Overall crime figures were down during the coronavirus pandemic. Rape, robbery and petty thefts — which constitute the vast bulk of the numbers — tend to be crimes of opportunity, and with people staying home and businesses shuttered, there were far fewer chances. Those numbers should rebound as life across the United States returns to more normal patterns, analysts said.

Homicides were a notable exception, however, with almost every major city in the United States seeing large increases in 2020. In Chicago and several other cities, last year was the worst year for killings since the mid-1990s.

Homicides in Portland, Ore., rose to 53 from 29, up more than 82 percent; in Minneapolis, they grew to 79 from 46, up almost 72 percent; and in Los Angeles the number increased to 351 from 258, a 36 percent climb, according to statistics analyzed by Jeff Asher, a former crime analyst for the New Orleans Police Department.

Those increases have continued in many cities this year.

Homicides in Philadelphia are up almost 28 percent, with 170 through May 9, compared with 133 in the same period last year; in Tucson, Ariz., the number jumped to 30 from 17 through May 13, an increase of 76 percent.

In New York …

Analysts are still pondering exactly why.

Trying to ascribe reasons for a crime wave is often a puzzle, but the pandemic is considered an important contributing factor to the elevated homicide rates. It created economic turmoil and widespread unemployment as well as other side effects like leaving domestic abuse victims trapped at home.

Well, what happened to domestic homicides?

Police departments in New York and Detroit saw occasional periods of fewer officers on the streets when Covid-19 outbreaks forced significant numbers to isolate or quarantine.

Guns contributed to the equation as well. “Were it not for the proliferation of firearms through our society and in our big cities, we would not have seen these big jumps in homicide,” said Richard Rosenfeld, a criminologist at the University of Missouri in St. Louis.

Homicide rates, already ticking up in the few months after March 2020 when the pandemic began, exploded last summer. This is partly because of what criminologists refer to as the “seasonal effect,” the habitual rise in crime during the warm months in northern cities, starting with Memorial Day.

And, oh, yeah, something else happened on Memorial Day 2020, which, this being the 22nd paragraph probably only 1% of NYT readers are going to get this far:

Another significant factor was the unrest following the murder of George Floyd by a Minneapolis police officer, which prompted a wave of protests in more than 140 cities across the United States.

> GIVEN INFORMATION

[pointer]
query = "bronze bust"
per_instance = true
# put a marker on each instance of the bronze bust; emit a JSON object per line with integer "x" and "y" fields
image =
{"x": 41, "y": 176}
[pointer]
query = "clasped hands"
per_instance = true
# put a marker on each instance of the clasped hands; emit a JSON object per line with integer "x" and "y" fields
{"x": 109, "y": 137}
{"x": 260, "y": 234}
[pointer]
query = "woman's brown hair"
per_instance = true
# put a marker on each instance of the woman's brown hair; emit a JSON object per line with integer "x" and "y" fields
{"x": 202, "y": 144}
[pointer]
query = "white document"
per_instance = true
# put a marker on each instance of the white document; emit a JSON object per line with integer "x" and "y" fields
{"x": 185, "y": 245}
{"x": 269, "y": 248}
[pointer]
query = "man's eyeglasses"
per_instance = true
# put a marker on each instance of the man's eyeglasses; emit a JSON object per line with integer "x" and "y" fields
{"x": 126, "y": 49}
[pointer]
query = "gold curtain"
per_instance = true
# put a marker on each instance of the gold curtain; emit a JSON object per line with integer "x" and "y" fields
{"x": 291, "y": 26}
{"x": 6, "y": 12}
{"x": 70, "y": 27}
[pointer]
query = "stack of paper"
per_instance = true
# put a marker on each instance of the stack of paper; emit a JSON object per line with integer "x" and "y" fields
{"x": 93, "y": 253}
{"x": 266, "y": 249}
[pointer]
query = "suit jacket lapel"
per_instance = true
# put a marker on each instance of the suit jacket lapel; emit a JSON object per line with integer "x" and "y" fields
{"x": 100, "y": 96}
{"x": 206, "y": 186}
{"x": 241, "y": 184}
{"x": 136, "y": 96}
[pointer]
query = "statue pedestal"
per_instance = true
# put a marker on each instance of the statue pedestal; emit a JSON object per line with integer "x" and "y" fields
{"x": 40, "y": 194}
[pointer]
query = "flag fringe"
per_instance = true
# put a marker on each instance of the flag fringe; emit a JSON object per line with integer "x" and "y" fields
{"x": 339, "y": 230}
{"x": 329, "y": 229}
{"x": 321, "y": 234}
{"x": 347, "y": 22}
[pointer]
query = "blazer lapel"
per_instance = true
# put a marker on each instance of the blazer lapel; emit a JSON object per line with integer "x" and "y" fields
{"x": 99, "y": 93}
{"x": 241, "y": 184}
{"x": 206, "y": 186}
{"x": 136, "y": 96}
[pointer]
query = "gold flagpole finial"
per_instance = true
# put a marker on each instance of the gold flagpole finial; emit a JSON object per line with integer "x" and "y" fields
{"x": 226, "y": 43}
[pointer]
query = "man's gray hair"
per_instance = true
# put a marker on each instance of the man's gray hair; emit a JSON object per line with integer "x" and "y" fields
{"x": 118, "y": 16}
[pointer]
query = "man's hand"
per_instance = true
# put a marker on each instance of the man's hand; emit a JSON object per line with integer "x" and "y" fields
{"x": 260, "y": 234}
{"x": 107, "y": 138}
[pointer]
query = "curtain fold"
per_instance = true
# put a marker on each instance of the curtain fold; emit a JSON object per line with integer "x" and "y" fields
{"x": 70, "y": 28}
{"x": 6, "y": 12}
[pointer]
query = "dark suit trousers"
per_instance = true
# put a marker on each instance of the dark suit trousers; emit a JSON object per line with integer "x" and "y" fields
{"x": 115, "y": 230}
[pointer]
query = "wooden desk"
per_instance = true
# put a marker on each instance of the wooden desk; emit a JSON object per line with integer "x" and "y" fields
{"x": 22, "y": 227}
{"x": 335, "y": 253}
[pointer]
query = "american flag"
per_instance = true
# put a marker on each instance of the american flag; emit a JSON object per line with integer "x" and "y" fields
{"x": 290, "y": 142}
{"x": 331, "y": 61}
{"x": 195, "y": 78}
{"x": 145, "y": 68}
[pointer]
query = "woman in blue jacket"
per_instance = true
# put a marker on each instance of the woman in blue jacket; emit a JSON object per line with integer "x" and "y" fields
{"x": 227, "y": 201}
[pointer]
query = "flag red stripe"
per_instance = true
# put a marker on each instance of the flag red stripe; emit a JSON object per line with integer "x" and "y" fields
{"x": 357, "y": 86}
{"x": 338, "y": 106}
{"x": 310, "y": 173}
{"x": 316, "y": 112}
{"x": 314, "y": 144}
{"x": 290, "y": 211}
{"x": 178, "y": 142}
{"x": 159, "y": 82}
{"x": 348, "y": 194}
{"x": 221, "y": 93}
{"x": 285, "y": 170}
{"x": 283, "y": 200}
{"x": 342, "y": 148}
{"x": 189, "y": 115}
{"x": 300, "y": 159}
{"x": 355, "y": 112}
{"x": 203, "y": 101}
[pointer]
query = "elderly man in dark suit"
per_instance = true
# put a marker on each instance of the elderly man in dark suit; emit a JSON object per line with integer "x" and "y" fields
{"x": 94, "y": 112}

> PROBLEM TO WORK ON
Retype the passage of the crime text above between "Those increases have" and "of 76 percent.", inclusive.

> SOLUTION
Those increases have continued in many cities this year.

Homicides in Philadelphia are up almost 28 percent, with 170 through May 9, compared with 133 in the same period last year; in Tucson, Ariz., the number jumped to 30 from 17 through May 13, an increase of 76 percent.